Denis Walker, an Aboriginal rights activist and freedom fighter who died on December 4 at the age of 71, has been described as a trailblazer, revolutionary and a giant in the Aboriginal movement.
A Noonuccal man from Minjerribah, Stradbroke Island, in southern Queensland, Walker was the son of poet Oodgeroo Noonucal (Kath Walker) and Bruce Walker.
He was a major figure in the civil rights and land rights movements of the 1970s, and continued to fight for a treaty between the Australian government and Aboriginal nations until his death.
In 1972, Walker co-founded the Brisbane chapter of the Australian Black Panther Party (BPP) with fellow Murri activist Sam Watson. At the time, Walker declared the BPP to be “the vanguard for all the depressed people, and in Australia the Aboriginals are the most depressed of all”.
Walker was a member of the famous “Brisbane Three”, with John Garcia and Lionel Fogarty who, in 1975, were charged by Queensland Premier Joh Bjelke-Petersen's Special Branch on a trumped up charge of conspiracy. After a national campaign in their defence, the three were eventually acquitted.
Watson paid tribute to his friend and comrade: “Through the 1960s, Denis was involved in the Aboriginal advancement movement. In the 1970s, we entered the Black Power phase together.
“Denis and I launched the Black Panther Party of Australia in 1972. We developed its aims from the US BPP San Francisco branch manifesto, adapted to the Australian situation.
“We offered Black studies classes to Aboriginal youth here, in particular programs of self-help. Denis played a key role.
“He later shifted to involvement in the national medical service program, and later again to the national Treaty movement.”
In a moving eulogy at a service at the Aboriginal Tent Embassy in Canberra, Walker’s son Raymond [Nunka Wulew] said: “He will be remembered not only as a father, grandfather and great-grandfather but as an advocate, leader and a warrior for our people in his mission for peace, prosperity and healing. May his spirit rest in the Dreamtime.”
: “I’m very proud of my brother for moving it to the next level and that was to start things like the National Aboriginal Health Organisation, which was started up in Brisbane, the Aboriginal Legal Services, started in Redfern, which he was a big part of.”
Fellow activist Les Collins said Walker was instrumental in establishing many services available to the Aboriginal and Torres Strait Islander community: "Like the legal services, health services, housing services, childcare services, pre-school services and influencing government policy in these matters and matters such as education.”
Gunai-Gundjitmara elder Marjorie Thorpe first met Walker in Brisbane in the 1970s. “He established all of these organisations on the basis of sovereignty, of being sovereigns, of us being the original peoples of this country who never gave up that sovereignty. He always fought to maintain our spirit of who we are and where we come from.”
Collins said he was a fearless leader who will always be remembered: “He’s like our modern day Pemulwuy or Windradyne. He was a fighter and a visionary and, to my knowledge, he never took a day off from fighting for our rights.”
Watson said: “Denis made a great contribution to the Black liberation struggle in Australia. He was an inspiring leader for our continuing movement, and will be widely remembered.”
────────
> WHAT YOU NEED TO DO
[1] Please list every kind of service that Les Collins names in the Denis Walker text.
[2] Rewrite the Denis Walker text starting with "He was a major" and going on through "until his death.", replacing "Australian government" with "federal government".

> Entries taken from a collection
────────
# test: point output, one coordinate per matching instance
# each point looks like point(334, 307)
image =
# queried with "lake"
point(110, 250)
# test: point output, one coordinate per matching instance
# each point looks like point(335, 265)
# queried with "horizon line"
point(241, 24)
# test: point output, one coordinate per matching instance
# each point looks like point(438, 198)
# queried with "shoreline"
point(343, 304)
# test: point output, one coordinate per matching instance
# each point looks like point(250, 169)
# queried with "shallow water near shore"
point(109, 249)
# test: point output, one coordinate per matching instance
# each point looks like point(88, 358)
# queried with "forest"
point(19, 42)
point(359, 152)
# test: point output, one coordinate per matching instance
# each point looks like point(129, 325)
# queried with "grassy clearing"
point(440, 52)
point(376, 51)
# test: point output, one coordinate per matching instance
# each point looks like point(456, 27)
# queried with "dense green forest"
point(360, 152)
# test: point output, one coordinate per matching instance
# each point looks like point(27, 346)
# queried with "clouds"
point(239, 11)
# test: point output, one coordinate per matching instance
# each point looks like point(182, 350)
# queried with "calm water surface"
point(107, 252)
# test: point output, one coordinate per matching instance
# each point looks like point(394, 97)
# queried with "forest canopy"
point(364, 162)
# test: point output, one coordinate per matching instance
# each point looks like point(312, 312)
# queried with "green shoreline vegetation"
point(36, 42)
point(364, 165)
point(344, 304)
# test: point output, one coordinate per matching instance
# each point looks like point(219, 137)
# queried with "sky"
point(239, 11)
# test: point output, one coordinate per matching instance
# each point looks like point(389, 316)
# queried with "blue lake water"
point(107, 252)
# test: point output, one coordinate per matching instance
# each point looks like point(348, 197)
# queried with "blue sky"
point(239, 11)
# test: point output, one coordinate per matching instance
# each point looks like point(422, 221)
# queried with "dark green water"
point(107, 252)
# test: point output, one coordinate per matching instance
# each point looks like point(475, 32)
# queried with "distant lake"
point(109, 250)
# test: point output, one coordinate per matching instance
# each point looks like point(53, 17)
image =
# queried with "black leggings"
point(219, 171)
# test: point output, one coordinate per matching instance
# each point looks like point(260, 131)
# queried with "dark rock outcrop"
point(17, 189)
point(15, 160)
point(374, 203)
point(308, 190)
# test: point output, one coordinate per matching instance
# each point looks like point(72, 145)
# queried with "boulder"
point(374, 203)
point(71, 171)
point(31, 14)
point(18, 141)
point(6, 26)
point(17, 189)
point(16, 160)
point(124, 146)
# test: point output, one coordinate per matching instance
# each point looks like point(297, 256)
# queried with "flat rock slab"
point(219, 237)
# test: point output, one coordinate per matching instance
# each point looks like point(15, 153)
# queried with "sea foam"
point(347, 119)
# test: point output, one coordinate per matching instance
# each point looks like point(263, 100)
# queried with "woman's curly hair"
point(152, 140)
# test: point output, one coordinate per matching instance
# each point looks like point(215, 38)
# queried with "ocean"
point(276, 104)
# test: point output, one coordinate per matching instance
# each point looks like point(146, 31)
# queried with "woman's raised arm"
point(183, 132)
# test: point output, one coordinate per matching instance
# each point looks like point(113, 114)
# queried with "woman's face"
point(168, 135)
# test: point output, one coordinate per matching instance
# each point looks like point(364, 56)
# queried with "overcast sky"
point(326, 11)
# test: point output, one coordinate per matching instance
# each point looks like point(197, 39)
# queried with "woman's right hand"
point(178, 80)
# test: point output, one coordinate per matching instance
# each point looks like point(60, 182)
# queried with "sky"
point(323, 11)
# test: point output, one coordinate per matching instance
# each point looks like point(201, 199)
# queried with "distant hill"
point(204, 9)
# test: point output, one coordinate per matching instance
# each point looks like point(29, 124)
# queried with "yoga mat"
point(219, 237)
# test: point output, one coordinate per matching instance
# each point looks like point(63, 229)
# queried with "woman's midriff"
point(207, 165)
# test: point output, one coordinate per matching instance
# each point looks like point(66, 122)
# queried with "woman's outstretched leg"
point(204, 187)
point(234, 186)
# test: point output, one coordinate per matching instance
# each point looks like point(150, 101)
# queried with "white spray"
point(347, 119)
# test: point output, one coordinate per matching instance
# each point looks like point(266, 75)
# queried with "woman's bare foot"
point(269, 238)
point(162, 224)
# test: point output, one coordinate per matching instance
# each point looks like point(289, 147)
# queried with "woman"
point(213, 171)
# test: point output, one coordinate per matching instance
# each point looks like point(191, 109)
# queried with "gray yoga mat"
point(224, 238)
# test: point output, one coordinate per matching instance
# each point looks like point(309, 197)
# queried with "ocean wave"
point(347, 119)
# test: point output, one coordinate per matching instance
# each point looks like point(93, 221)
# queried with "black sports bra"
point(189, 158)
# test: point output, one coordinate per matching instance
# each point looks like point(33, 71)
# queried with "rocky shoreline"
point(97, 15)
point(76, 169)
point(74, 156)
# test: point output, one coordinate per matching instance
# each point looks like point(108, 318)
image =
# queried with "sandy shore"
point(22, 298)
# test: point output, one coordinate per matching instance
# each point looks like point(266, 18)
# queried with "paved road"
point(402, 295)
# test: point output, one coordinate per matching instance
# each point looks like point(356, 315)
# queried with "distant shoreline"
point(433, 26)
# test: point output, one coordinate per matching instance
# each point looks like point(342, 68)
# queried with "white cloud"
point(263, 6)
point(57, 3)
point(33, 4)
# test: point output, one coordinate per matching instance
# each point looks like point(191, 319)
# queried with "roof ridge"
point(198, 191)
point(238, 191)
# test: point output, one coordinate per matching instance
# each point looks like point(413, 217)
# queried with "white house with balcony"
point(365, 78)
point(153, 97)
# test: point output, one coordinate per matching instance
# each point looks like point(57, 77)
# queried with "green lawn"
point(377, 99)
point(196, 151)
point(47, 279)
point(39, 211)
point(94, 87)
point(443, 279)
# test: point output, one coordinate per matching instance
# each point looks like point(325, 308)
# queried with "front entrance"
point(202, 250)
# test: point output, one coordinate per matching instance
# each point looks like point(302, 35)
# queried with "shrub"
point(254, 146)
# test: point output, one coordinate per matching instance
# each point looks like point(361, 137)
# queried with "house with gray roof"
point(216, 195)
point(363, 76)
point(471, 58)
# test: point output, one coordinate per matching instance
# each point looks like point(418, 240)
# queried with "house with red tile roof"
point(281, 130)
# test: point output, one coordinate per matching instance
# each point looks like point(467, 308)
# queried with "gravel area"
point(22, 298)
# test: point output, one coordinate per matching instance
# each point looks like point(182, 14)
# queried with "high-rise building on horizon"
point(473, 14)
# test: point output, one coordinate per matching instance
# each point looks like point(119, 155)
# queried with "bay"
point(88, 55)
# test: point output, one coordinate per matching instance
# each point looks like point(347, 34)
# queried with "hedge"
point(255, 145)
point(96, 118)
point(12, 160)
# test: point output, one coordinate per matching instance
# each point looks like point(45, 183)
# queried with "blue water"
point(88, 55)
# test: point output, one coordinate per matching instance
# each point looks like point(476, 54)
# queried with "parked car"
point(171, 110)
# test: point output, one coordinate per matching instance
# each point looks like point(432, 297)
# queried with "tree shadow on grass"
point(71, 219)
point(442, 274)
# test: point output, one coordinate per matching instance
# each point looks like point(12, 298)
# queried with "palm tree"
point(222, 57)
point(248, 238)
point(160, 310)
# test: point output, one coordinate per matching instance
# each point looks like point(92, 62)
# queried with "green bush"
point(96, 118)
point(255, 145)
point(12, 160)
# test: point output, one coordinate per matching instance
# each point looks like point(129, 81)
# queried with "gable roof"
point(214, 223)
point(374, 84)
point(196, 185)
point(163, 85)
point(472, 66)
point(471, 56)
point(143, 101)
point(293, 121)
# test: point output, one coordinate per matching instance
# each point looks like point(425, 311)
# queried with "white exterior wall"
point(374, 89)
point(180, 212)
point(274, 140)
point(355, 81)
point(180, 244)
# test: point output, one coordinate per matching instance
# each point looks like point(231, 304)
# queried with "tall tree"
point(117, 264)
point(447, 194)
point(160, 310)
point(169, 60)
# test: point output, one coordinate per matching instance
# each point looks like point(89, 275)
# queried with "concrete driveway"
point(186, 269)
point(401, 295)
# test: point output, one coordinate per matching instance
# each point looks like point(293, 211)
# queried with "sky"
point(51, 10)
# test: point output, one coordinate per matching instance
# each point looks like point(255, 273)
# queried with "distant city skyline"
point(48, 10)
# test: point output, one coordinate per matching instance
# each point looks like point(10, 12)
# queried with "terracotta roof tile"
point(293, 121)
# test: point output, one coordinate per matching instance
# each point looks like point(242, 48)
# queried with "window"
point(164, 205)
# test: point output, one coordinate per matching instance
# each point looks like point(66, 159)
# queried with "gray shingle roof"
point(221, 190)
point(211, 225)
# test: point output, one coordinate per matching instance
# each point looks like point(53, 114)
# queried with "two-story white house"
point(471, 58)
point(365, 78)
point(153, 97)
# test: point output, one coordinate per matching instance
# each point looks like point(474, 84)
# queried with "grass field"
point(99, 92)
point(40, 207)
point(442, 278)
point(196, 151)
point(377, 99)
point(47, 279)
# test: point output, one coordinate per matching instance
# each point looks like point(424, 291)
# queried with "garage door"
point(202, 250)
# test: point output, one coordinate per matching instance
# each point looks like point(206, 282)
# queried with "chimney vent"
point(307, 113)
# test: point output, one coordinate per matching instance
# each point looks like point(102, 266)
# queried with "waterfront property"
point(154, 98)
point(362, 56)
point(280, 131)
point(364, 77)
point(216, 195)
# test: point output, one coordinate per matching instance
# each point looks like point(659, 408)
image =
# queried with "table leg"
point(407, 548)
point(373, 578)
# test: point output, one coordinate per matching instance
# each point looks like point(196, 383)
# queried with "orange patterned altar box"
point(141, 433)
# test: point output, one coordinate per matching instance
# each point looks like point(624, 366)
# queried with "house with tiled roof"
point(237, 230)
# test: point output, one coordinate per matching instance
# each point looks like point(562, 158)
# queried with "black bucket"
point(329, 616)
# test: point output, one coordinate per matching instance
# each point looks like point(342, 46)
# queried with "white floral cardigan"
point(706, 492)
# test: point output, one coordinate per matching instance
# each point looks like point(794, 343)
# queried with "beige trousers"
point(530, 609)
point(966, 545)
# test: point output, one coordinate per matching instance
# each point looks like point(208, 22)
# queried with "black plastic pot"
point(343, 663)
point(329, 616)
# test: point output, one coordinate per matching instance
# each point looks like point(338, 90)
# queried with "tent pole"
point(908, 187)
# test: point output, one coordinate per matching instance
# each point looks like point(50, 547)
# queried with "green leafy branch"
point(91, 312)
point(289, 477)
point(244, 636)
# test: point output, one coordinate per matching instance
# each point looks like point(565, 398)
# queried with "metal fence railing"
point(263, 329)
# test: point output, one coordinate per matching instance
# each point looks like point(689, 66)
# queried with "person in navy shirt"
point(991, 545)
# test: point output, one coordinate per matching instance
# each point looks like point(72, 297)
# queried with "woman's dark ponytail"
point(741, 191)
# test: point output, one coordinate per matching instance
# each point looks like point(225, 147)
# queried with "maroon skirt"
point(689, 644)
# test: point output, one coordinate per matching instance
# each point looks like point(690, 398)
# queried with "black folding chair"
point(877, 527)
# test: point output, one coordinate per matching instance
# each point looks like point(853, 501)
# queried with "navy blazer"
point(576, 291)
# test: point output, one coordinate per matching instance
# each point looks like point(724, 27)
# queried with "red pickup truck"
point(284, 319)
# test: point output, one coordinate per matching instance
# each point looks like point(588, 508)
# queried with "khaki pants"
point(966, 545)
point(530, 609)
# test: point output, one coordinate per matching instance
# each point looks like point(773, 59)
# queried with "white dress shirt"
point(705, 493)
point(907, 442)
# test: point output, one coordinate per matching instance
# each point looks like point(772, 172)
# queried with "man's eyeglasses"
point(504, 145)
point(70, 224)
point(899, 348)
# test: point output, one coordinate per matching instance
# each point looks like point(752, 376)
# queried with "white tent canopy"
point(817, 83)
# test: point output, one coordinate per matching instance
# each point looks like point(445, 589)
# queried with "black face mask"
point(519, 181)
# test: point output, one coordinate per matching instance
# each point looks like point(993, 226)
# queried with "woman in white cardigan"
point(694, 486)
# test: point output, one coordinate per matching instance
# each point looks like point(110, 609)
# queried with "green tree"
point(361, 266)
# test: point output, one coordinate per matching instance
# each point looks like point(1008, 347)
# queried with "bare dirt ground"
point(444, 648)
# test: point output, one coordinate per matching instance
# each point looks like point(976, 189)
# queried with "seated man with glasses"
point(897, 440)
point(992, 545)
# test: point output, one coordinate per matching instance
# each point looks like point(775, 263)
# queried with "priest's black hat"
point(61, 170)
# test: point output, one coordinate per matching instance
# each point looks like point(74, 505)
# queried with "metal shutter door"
────────
> RESULTS OF THE TASKS
[1] Legal services, health services, housing services, childcare services, pre-school services

[2]
He was a major figure in the civil rights and land rights movements of the 1970s, and continued to fight for a treaty between the federal government and Aboriginal nations until his death.